--- START OF ENTRIES PROVIDED ---
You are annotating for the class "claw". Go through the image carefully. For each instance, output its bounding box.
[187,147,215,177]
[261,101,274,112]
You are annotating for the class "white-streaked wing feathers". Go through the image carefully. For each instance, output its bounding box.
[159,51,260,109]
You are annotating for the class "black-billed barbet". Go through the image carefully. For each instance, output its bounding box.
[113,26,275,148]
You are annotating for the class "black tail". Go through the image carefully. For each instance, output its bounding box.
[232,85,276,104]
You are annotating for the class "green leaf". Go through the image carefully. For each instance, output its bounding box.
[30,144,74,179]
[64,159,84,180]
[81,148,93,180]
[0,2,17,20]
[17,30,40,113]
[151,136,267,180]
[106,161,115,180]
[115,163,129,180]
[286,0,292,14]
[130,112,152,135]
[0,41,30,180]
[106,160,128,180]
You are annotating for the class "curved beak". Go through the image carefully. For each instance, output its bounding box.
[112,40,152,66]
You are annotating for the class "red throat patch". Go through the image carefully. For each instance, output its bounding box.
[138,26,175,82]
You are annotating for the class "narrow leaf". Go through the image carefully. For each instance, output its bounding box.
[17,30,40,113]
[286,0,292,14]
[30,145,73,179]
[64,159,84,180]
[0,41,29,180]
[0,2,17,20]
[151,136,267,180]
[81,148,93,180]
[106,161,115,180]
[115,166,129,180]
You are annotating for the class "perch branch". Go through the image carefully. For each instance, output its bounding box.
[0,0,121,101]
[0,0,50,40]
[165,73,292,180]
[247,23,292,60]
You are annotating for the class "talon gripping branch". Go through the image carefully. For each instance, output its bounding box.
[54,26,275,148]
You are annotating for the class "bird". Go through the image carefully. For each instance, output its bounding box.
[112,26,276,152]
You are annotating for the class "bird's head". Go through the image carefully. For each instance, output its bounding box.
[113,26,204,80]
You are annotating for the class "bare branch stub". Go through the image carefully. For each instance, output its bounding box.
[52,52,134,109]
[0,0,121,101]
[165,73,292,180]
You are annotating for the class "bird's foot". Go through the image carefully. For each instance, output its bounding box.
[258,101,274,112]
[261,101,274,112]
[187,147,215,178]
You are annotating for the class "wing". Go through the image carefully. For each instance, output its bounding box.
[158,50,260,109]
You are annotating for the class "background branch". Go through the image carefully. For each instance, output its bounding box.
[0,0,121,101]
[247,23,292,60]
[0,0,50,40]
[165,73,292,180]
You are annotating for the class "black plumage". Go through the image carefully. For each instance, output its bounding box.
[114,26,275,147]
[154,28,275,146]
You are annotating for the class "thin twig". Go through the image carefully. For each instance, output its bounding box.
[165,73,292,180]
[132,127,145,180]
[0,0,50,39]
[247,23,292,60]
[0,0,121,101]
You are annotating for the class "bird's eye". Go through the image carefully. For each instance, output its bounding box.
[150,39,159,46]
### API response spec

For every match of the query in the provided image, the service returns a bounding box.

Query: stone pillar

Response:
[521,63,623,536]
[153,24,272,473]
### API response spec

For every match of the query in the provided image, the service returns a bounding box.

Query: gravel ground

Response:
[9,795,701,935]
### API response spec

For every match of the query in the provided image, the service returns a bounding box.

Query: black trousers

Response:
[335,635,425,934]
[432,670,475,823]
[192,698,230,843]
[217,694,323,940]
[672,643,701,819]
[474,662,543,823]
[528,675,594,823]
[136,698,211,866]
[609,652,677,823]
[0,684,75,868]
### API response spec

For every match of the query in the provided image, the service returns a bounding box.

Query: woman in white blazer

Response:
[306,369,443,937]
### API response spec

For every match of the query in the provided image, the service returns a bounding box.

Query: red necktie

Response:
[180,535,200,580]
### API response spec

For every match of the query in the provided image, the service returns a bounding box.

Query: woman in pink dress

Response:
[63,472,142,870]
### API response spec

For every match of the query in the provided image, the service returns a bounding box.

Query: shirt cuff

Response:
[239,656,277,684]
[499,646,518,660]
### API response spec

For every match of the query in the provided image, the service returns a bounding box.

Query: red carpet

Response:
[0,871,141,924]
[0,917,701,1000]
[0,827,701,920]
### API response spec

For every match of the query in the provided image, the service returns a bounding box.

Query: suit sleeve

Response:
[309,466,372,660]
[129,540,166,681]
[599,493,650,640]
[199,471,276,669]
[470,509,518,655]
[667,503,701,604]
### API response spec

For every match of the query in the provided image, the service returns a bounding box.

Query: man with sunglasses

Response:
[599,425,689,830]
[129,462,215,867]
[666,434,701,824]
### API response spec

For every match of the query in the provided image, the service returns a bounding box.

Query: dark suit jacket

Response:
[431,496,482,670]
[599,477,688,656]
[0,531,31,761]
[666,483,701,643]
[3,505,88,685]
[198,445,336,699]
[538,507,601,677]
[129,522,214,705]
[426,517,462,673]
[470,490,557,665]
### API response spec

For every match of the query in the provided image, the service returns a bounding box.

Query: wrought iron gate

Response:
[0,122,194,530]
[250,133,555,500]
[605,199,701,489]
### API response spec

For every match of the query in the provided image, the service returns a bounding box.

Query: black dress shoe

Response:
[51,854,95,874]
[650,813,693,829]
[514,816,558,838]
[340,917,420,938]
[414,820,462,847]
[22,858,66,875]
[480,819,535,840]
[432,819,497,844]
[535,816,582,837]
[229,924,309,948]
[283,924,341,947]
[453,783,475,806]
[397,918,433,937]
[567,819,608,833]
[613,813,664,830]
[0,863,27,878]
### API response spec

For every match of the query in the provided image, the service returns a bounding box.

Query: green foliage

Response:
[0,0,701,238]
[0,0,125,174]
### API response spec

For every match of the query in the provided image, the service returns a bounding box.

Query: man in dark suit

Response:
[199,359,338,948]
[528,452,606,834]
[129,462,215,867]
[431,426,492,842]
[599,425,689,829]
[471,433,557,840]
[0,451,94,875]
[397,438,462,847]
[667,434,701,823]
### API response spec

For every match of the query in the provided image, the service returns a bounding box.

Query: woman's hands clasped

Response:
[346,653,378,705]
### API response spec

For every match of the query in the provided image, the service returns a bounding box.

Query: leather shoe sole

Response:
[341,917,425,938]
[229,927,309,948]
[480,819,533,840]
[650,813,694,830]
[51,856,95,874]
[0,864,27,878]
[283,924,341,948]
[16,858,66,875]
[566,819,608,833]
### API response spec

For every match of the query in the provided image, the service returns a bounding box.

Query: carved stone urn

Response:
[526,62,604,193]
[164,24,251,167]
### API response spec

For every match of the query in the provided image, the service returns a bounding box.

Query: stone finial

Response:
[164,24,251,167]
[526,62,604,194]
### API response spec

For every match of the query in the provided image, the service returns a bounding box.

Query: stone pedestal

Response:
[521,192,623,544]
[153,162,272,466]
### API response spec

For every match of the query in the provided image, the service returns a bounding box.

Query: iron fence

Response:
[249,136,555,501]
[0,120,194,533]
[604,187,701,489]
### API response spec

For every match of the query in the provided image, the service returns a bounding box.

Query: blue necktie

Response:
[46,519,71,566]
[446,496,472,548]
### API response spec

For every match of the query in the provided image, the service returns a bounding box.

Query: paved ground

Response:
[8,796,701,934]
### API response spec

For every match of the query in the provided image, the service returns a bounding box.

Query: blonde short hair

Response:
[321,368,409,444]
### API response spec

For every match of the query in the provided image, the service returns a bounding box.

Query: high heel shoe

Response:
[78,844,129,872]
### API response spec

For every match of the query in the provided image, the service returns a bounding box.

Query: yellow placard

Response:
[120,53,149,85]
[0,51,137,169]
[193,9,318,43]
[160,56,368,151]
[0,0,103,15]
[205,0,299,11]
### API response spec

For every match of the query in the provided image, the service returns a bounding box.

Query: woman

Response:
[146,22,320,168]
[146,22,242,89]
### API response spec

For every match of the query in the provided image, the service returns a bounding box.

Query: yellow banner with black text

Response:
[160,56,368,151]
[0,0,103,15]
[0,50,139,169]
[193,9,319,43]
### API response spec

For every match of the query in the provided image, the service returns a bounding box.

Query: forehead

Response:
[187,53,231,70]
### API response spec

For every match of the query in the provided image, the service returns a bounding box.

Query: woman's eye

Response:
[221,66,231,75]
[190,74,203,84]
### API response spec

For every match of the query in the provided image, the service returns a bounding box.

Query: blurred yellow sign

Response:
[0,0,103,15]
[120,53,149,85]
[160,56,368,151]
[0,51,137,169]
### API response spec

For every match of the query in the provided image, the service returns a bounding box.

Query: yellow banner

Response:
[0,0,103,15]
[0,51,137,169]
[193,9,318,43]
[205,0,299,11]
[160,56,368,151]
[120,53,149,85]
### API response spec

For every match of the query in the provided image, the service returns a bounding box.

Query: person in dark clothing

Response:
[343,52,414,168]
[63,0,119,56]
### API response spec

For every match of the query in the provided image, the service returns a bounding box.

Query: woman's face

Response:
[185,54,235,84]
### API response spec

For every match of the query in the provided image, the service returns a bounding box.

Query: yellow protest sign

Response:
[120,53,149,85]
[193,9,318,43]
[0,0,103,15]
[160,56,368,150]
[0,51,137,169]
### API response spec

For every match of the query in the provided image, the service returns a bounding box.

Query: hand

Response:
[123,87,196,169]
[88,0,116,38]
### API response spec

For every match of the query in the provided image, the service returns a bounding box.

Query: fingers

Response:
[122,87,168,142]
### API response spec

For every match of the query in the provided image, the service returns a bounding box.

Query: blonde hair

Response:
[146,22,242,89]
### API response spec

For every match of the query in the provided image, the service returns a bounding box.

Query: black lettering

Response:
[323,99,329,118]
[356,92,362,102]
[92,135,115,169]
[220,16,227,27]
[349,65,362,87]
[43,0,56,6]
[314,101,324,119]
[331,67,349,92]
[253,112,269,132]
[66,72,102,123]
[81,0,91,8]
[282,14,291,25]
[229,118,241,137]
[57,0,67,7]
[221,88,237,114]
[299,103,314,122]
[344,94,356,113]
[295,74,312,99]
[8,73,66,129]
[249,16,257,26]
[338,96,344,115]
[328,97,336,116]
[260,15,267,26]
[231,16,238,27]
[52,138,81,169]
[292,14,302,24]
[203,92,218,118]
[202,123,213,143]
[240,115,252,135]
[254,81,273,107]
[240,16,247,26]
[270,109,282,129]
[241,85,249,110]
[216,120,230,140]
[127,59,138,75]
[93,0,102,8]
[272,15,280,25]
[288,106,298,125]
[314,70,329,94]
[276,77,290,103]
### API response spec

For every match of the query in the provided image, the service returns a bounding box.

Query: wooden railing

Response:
--- END OF ENTRIES PROVIDED ---
--- START OF ENTRIES PROVIDED ---
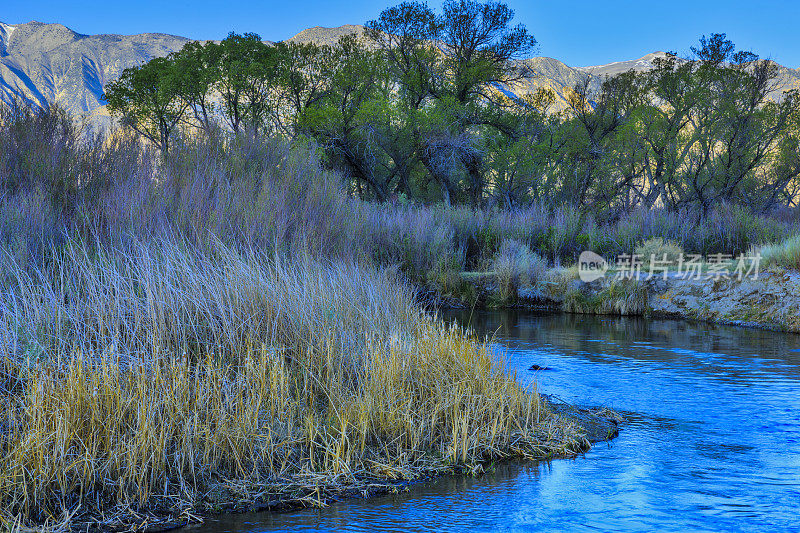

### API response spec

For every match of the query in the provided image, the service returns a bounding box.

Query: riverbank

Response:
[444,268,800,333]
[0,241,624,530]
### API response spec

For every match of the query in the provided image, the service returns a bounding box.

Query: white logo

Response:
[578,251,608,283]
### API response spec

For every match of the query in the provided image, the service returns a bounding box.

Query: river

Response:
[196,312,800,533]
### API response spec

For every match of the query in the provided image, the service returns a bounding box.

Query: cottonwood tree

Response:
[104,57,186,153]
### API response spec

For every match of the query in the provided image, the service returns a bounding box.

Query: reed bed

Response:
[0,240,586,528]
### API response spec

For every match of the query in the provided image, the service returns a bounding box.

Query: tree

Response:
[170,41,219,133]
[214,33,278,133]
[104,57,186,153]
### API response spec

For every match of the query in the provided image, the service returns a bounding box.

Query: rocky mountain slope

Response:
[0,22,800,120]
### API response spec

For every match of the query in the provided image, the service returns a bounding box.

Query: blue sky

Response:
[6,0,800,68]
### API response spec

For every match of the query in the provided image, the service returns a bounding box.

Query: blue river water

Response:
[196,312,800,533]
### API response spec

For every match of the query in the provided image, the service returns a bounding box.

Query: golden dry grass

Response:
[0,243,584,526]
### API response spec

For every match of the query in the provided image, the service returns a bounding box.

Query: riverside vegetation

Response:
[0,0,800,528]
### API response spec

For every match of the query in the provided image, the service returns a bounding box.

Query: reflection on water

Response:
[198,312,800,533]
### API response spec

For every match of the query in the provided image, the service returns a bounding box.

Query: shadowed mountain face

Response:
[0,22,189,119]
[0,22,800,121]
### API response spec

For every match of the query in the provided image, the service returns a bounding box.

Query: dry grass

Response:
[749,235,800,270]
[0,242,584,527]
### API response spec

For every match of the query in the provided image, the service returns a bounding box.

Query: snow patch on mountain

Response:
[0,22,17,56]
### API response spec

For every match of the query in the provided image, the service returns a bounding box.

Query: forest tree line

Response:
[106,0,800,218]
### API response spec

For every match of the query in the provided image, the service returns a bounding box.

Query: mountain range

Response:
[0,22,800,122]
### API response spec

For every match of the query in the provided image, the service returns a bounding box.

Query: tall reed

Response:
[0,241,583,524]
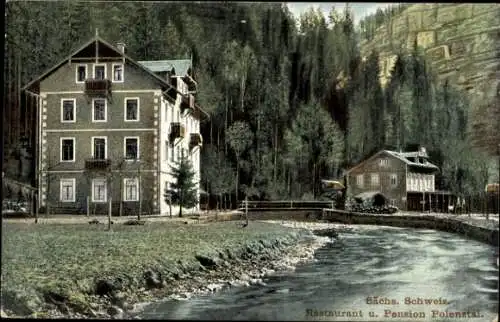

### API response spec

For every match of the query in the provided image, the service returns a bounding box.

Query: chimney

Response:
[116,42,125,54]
--- END OF ENTRIES PROVIDED ---
--- START OF ENTRIES PROVIDED ---
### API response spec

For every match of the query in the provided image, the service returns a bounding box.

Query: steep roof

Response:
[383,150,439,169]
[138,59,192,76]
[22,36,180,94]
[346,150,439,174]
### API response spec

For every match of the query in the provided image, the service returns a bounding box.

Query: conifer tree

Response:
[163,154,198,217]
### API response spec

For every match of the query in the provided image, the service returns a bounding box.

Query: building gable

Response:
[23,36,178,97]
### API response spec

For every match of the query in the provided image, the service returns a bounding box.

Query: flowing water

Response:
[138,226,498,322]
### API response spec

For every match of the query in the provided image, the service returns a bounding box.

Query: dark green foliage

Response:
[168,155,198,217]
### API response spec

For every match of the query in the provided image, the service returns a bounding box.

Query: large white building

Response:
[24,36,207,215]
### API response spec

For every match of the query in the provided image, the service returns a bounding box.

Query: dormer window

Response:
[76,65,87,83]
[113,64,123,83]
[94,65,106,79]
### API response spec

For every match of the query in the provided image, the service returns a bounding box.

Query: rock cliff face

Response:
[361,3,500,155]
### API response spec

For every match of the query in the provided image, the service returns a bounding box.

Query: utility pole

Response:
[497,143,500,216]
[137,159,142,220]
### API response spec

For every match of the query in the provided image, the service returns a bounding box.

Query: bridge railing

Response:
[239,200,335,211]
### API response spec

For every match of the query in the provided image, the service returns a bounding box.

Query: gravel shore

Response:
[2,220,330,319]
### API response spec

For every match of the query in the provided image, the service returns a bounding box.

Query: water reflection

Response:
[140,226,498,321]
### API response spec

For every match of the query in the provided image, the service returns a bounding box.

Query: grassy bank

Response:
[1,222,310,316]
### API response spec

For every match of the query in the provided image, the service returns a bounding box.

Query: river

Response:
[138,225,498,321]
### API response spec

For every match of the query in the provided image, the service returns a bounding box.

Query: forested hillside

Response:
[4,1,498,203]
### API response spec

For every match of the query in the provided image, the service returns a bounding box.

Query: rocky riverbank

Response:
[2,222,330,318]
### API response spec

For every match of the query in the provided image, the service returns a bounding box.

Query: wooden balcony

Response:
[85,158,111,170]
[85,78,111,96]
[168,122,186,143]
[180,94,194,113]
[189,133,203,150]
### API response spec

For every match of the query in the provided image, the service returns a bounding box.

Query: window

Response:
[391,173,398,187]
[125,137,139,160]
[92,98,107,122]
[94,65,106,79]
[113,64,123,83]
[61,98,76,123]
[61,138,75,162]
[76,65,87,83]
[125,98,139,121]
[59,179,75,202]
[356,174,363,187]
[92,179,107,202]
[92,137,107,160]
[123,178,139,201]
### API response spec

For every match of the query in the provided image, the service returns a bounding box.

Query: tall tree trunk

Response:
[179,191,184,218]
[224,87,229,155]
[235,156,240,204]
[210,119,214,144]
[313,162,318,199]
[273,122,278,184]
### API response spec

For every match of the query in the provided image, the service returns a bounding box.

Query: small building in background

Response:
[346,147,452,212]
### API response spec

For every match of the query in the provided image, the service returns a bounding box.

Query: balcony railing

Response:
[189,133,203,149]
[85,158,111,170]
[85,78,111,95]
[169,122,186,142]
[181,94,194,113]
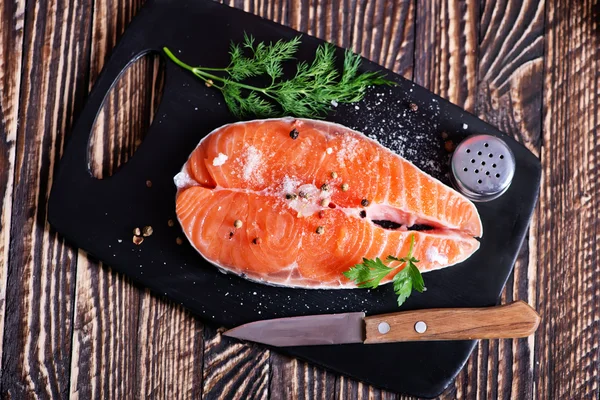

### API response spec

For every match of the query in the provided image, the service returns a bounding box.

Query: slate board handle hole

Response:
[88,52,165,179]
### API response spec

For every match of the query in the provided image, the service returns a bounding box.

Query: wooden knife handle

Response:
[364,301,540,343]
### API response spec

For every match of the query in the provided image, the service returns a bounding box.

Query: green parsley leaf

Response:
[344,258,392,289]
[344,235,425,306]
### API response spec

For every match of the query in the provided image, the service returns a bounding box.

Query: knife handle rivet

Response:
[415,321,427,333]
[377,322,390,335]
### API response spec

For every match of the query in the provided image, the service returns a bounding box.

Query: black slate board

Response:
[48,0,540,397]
--- END OF ENTRIES PROVIDED ---
**TASK GOAL:** List every line in the listing above that contains the word "suit".

**ANSWER TO THIS EXERCISE:**
Query: suit sleeve
Query: dark suit jacket
Query: man in dark suit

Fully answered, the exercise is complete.